### What the task requires
Your copy must hold every line of the records word for word. It must hold no pictures.

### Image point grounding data
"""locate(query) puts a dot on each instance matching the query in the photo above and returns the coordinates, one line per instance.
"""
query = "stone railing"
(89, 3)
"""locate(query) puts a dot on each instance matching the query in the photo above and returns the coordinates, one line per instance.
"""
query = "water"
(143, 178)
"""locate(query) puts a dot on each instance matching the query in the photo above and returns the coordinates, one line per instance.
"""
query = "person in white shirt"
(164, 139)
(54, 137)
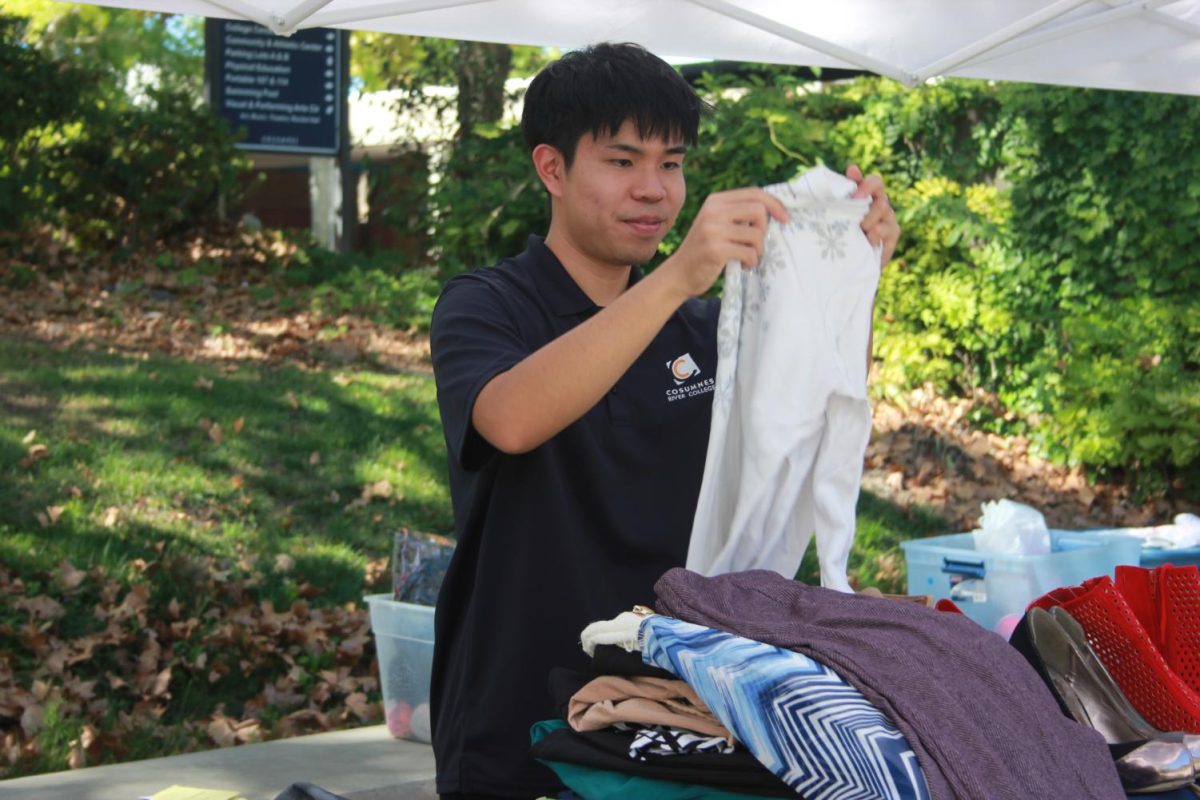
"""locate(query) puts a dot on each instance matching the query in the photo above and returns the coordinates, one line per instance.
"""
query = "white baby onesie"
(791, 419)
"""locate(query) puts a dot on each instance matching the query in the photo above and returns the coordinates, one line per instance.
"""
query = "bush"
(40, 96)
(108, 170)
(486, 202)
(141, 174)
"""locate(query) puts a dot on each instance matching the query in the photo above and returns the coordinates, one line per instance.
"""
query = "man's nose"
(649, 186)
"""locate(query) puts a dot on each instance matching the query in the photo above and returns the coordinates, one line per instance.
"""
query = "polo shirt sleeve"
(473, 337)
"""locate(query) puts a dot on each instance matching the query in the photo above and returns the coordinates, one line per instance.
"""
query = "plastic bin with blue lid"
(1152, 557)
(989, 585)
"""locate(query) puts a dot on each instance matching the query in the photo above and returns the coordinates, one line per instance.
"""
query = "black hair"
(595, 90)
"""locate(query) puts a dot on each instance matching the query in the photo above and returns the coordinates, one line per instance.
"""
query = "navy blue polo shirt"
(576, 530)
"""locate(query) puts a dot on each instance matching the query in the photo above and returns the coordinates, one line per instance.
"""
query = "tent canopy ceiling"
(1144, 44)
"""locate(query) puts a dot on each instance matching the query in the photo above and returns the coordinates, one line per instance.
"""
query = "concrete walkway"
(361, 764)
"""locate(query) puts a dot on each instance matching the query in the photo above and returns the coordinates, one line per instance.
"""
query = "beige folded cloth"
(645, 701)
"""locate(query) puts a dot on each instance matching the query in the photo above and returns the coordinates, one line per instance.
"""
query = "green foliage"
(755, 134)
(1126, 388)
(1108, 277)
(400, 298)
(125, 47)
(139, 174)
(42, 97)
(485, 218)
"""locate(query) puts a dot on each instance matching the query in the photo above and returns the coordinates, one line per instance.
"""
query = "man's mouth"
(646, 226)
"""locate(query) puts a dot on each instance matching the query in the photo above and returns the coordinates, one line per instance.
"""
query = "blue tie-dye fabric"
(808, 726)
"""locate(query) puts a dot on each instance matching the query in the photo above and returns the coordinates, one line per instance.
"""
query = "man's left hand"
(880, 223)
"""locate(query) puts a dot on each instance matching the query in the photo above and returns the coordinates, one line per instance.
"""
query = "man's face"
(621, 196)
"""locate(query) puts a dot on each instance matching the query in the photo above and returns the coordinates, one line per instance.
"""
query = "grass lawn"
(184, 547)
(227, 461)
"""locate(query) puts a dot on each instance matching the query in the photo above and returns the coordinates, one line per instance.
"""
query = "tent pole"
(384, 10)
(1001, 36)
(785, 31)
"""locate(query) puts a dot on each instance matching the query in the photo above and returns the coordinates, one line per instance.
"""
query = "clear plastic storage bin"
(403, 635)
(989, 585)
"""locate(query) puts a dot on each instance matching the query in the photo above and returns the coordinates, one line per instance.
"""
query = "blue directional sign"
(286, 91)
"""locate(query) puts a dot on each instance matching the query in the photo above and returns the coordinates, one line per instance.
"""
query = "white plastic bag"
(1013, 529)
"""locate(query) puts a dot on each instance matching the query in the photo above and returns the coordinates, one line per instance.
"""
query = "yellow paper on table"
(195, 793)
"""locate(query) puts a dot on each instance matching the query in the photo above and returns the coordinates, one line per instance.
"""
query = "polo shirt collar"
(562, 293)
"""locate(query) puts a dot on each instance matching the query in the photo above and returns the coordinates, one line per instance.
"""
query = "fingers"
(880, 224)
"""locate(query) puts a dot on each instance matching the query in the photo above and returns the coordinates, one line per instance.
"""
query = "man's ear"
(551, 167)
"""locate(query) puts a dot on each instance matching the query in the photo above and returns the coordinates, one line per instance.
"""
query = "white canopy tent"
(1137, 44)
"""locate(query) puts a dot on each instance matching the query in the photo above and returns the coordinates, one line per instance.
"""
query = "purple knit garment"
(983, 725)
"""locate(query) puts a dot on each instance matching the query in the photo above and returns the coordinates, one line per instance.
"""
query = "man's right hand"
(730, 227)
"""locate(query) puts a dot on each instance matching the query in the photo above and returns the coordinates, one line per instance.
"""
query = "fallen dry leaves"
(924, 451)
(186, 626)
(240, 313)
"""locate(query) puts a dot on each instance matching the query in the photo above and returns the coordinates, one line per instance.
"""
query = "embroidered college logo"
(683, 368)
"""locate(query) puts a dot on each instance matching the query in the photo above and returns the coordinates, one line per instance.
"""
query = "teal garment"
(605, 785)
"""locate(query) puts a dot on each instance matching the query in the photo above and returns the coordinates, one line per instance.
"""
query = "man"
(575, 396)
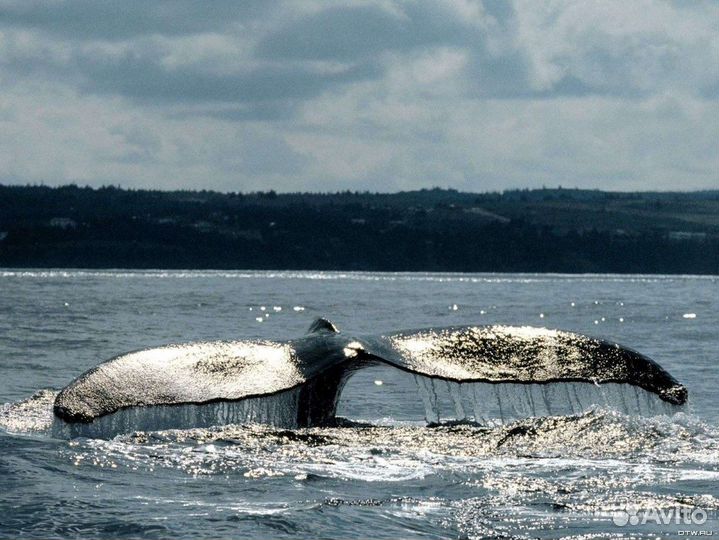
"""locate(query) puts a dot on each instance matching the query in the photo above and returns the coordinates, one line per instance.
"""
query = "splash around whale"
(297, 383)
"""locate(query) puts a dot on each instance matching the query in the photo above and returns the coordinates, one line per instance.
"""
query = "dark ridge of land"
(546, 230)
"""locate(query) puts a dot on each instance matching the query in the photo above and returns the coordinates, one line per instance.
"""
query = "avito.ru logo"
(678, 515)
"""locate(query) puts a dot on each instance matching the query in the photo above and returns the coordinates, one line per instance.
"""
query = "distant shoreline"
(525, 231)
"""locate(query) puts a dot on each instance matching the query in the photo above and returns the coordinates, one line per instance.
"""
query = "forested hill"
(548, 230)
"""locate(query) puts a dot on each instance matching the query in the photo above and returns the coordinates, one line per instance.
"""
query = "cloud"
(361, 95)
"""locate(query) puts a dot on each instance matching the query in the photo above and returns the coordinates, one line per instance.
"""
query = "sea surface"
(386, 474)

### Task solution
"""locate(query) puts a dot on each instance matching the query in the photo above and returns the coordinates, one line per instance.
"""
query = "stone railing"
(89, 3)
"""locate(query) puts a dot on each instance matching the query in the photo above and returns the coordinates, one line per instance.
"""
query = "water"
(143, 178)
"""locate(query) puts a dot on each instance matching the query in the photo above and returns the coordinates, one line per instance.
"""
query = "person in white shirt"
(164, 139)
(54, 137)
"""locate(query) puts a dot on each instance matching the query in the photo above and returns the coordinates, one line per instance.
"""
query = "white baby onesie"
(791, 419)
"""locate(query) puts a dot on each instance matching the query in the photo above and returns the coordinates, one line per instance.
"""
query = "bush"
(40, 96)
(108, 170)
(486, 202)
(141, 174)
"""locate(query) puts a dot on each instance matching the query in the photo above and returns the coordinates, one line per instance.
"""
query = "man's nose"
(649, 186)
"""locate(query) puts a dot on each instance matching the query in the photo above and returns the coordinates, one line per instance.
"""
query = "polo shirt sleeve"
(473, 337)
"""locate(query) puts a dot on each instance matching the query in the photo above and returns the coordinates, one line per instance.
"""
query = "plastic bin with blue lid"
(1152, 557)
(989, 585)
"""locate(query) puts a dot on each instance matching the query in the photo above and returns the coordinates, one line per instance.
"""
query = "black hair"
(595, 90)
"""locate(query) puts a dot on each instance matching the query in the photo above and returns the coordinates, one line per instance.
"""
query = "navy blue polo shirt"
(576, 530)
"""locate(query) puts a dot on each instance matching the query in the photo above and returns the coordinates, one line per instance.
"""
query = "tent canopy ceiling"
(1144, 44)
"""locate(query) puts a dot on each instance matching the query in the photo above and returns the coordinates, one line per instance.
"""
query = "concrete walkway"
(361, 764)
"""locate(query) puts a dot on each instance matching the query in the photo above and returns the coordinates, one line per instance.
"""
query = "beige folded cloth"
(645, 701)
"""locate(query) puts a dot on each instance matching the query in the photo above and returns the coordinates, one line per instance.
"""
query = "green foliage"
(755, 134)
(1126, 388)
(1108, 277)
(400, 298)
(125, 47)
(139, 174)
(42, 97)
(485, 218)
"""locate(query) puts a dot on each instance matching the query in the photo above and returns the coordinates, one line per instance.
"""
query = "man's mouth"
(646, 226)
"""locate(query) puts a dot on each instance matching the query in the photo above and returns the coordinates, one line per instance.
"""
query = "blue tie-dye fabric"
(808, 726)
"""locate(query) puts a dot on each instance matching the query in the photo above and returns the coordinates, one line per instance.
"""
query = "man's left hand"
(880, 223)
"""locate(query) puts a dot on each instance matching the query in the photo above and returns the coordinates, one line per instance.
"""
query = "man's face"
(621, 196)
"""locate(query) puts a dot on each instance matching the query in the photo above and returns the coordinates, one line per instance.
"""
query = "grass lawn"
(184, 547)
(227, 461)
"""locate(query) puts a dot on each instance matching the query in the photo above and returns the coordinates, one line per instance.
"""
query = "tent pole"
(384, 10)
(1001, 36)
(785, 31)
"""locate(query) puts a dot on each instance matching the query in the photo above and returns the coordinates, one line per instance.
"""
query = "clear plastic storage bin"
(403, 635)
(989, 585)
"""locate(query) puts a dot on each instance matching the query in the photo above and returns the coordinates, one line per instance.
"""
query = "blue directional sign"
(286, 91)
"""locate(query) puts a dot on each instance matching the query in the photo above and returns the coordinates, one line per instance.
"""
query = "white plastic bag"
(1013, 529)
"""locate(query) puts a dot on each instance matching the query in the photo above and returns the coordinates, one line per instance.
"""
query = "yellow paper on table"
(195, 793)
"""locate(query) puts a dot on each instance matching the query in the photo above and returns the coordinates, one line per instance.
"""
query = "polo shirt collar"
(562, 293)
"""locate(query) puts a dot on each instance matching the query in the photo above and returns the coordinates, one line per instance.
"""
query = "fingers"
(880, 224)
"""locate(query) puts a dot on each instance matching the query in the photo above and returns the coordinates, one line per instance.
"""
query = "man's ear"
(551, 167)
"""locate(query) puts a dot on each instance matching the query in the photo above and returns the coordinates, one line per instance.
"""
query = "white canopy tent"
(1137, 44)
"""locate(query) puts a dot on each instance matching the query in the photo above and returns the coordinates, one line per instance.
"""
query = "purple knit garment"
(983, 725)
"""locate(query) puts a dot on each instance matching the query in the photo above and returns the coordinates, one line per instance.
"""
query = "man's right hand"
(730, 227)
"""locate(query) puts a dot on each instance matching the query in the photo above and returns the coordinates, one line per instance.
"""
query = "fallen dry leaves"
(924, 451)
(186, 626)
(240, 313)
"""locate(query) puts a dot on each instance matching the query in the photo above and returns the coordinates, one line per instance.
"""
query = "embroidered college logo"
(683, 368)
"""locate(query) puts a dot on each instance matching the query in the photo above and returns the coordinates, one line per instance.
"""
query = "teal garment"
(605, 785)
"""locate(query) puts a dot on each instance matching the query in the photo above and returns the coordinates, one line per instance.
"""
query = "man"
(575, 396)
"""locate(query) puts a dot on each instance matching the query in the photo above and returns the coordinates, one line per instance.
"""
query = "splash around whale"
(297, 383)
"""locate(query) puts a dot on each instance matching the query in the photo above and returns the coordinates, one line per instance.
"""
query = "dark ridge of land"
(546, 230)
"""locate(query) puts a dot on each instance matching the query in the photo above and returns the coordinates, one line per instance.
"""
query = "avito.ru logo"
(678, 515)
"""locate(query) puts a dot on each instance matching the query in the photo above and returns the coordinates, one line per instance.
"""
query = "distant shoreline"
(525, 231)
"""locate(query) puts a dot on each instance matching the query in the photo above and returns the coordinates, one line per instance.
"""
query = "forested hill"
(548, 230)
"""locate(query) puts a dot on each instance matching the query in the photo above and returns the coordinates, one line per instance.
"""
query = "cloud"
(361, 95)
"""locate(query) puts a dot on each instance matching the query in the photo above and returns the coordinates, one line per instance.
"""
query = "sea surface"
(386, 474)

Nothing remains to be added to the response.